Records from a dataset:
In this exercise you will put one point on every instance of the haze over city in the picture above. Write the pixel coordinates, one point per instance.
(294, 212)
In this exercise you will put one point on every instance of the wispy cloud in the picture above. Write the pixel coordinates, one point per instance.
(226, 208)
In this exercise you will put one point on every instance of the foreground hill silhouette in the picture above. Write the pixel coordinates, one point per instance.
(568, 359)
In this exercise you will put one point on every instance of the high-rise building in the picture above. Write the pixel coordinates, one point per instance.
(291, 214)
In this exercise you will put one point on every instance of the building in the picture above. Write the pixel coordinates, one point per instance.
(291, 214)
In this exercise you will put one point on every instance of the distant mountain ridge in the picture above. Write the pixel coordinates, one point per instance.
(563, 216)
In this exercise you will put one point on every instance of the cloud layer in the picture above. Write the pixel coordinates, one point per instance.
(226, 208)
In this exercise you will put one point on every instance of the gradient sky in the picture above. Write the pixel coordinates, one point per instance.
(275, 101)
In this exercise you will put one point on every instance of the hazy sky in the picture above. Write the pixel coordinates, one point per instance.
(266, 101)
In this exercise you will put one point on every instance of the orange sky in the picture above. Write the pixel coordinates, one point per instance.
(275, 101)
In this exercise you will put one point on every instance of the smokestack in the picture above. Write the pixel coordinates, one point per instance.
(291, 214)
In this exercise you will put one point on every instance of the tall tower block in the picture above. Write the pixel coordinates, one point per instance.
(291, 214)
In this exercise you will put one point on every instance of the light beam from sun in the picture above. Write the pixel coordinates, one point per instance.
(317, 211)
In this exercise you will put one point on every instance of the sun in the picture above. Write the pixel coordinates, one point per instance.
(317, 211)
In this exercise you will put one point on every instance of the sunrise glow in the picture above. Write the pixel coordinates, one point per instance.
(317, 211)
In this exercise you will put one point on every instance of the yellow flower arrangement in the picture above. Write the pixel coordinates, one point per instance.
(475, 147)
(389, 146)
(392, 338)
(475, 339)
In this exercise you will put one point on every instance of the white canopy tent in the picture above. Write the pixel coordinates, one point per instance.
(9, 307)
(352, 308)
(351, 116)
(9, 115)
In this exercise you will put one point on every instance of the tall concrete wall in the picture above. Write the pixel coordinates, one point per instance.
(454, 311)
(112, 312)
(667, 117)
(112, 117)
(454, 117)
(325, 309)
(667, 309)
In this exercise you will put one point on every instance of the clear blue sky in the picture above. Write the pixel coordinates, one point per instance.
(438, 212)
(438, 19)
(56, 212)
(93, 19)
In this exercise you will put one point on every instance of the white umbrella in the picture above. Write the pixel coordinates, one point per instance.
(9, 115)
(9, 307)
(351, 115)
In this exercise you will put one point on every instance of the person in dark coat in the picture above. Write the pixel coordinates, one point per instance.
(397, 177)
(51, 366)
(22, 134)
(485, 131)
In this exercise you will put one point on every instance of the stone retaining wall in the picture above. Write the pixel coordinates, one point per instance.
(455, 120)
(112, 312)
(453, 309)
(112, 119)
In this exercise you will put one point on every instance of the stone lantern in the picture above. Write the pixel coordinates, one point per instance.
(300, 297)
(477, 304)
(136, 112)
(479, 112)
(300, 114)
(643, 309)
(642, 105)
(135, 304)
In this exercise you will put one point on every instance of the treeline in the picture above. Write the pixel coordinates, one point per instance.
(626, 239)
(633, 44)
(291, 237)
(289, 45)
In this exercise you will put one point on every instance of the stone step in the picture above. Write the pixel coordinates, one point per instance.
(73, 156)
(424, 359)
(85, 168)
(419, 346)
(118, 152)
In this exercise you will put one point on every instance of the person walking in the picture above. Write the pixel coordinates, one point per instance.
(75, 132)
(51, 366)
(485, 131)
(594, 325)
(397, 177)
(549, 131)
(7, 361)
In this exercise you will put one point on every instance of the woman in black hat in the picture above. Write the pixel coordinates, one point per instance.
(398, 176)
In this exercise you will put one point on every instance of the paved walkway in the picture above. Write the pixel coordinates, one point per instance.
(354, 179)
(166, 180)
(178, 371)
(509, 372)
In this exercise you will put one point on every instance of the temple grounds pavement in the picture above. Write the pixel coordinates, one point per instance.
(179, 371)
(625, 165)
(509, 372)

PROBLEM: All entries must be repeated verbatim.

PROBLEM SOLUTION:
In this exercise you will put one point on every instance of the haze over city in the picture above. Write the pixel coordinates, one point per instance.
(294, 212)
In this exercise you will put one point on every instance of the wispy cloud in the picture above. Write the pixel coordinates, one point per instance.
(226, 208)
In this exercise you will put one point on every instance of the foreground hill silhouette in the picture above. Write the pixel coordinates, one point per instance.
(568, 359)
In this exercise you will put one point on every instance of the high-rise building in the picture above. Write the pixel coordinates, one point per instance.
(291, 214)
In this exercise you will put one point on every instance of the building in the picture above. Write the pixel coordinates, one point per instance.
(291, 214)
In this exercise you will put one point on every instance of the distant mountain ridge in the picture above. Write the pixel coordinates, one point per instance.
(563, 216)
In this exercise you will put one point on every instance of the cloud layer in the picture above. Write the pixel coordinates, one point per instance.
(226, 208)
In this exercise you will put one point on every instance of the gradient sky in the picture above. Write the pixel coordinates, one point per instance.
(275, 101)
In this exercise you will put one point on every instance of the hazy sky in the picture above. Write the pixel coordinates, one point per instance.
(266, 101)
In this exercise you will put one point on every instance of the orange sky in the picture above. Write the pixel coordinates, one point per instance.
(275, 101)
In this exercise you will put one point on every instance of the smokestack in the picture above. Write the pixel coordinates, one point per instance.
(291, 214)
In this exercise you will put one point on every instance of the tall tower block in the picture above. Write the pixel coordinates, one point per instance.
(291, 214)
In this exercise you will put one point on every instance of the light beam from sun in the picture above. Write the pixel coordinates, one point per instance.
(317, 211)
In this exercise you will put one point on every instance of the sun in the picture above. Write the pixel coordinates, one point per instance.
(317, 211)
In this exercise you will put one point on every instance of the sunrise glow in the picture above. Write the pixel coordinates, one point per instance.
(317, 211)
In this exercise you will put one point on every instance of the yellow flower arrangement in the picture above. Write the pixel coordinates, one point per instance.
(475, 147)
(389, 146)
(392, 338)
(475, 339)
In this exercise you will put one point on every instance of the white canopy tent in the picture above. Write the pixel coordinates, one point per instance.
(9, 307)
(352, 308)
(351, 116)
(9, 115)
In this exercise you will put one point on every instance of the tall concrete wall in the picture above. Write the pixel coordinates, one point per instance.
(454, 311)
(112, 312)
(667, 117)
(112, 117)
(454, 117)
(325, 309)
(667, 309)
In this exercise you will put one point on every instance of the clear blue sky in the picture above. Write the pixel coordinates, one point per instance.
(438, 212)
(438, 19)
(56, 212)
(93, 19)
In this exercise you will put one point on every instance of the white umbrella in the picture above. Write the pixel coordinates, one point per instance.
(9, 115)
(9, 307)
(351, 115)
In this exercise you will put one point on every instance of the person in dark coat in the picture above. Write the pixel coordinates, one point per instance.
(397, 177)
(51, 366)
(22, 134)
(485, 131)
In this exercise you will put one point on every instance of the stone retaining wall in the picture above. Write the pixel coordinates, one point per instance.
(455, 120)
(112, 312)
(453, 309)
(112, 119)
In this exercise you will put one point on every instance of the stone lantern in the picture above. Write the pixel coordinates, one point per instance.
(300, 297)
(477, 304)
(136, 112)
(479, 112)
(300, 114)
(643, 309)
(642, 105)
(135, 304)
In this exercise you will put one point on every instance of the treeline in the picture above. Write the pixel coordinates, one point per instance.
(626, 239)
(633, 44)
(291, 237)
(289, 45)
In this exercise you will put one point on every instance of the stone step in the picture above. Write the pixel coordinates, one point per instance.
(73, 156)
(424, 359)
(85, 168)
(419, 346)
(118, 152)
In this exercise you will put one point on every instance of the person walking in the picture above. Write the pixel coordinates, one point per instance.
(75, 132)
(51, 366)
(485, 131)
(594, 325)
(397, 177)
(549, 131)
(7, 361)
In this exercise you will put one point on every instance of the woman in black hat in the picture above. Write the pixel coordinates, one point per instance.
(398, 176)
In this exercise you will put one point on every instance of the paved walkway in the picture above. Write the pixel coordinates, one point per instance.
(354, 179)
(166, 180)
(178, 371)
(509, 372)
In this exercise you will put one point on every instance of the temple grounds pavement in the picture above. Write the pixel coordinates, one point per instance.
(179, 371)
(625, 165)
(509, 372)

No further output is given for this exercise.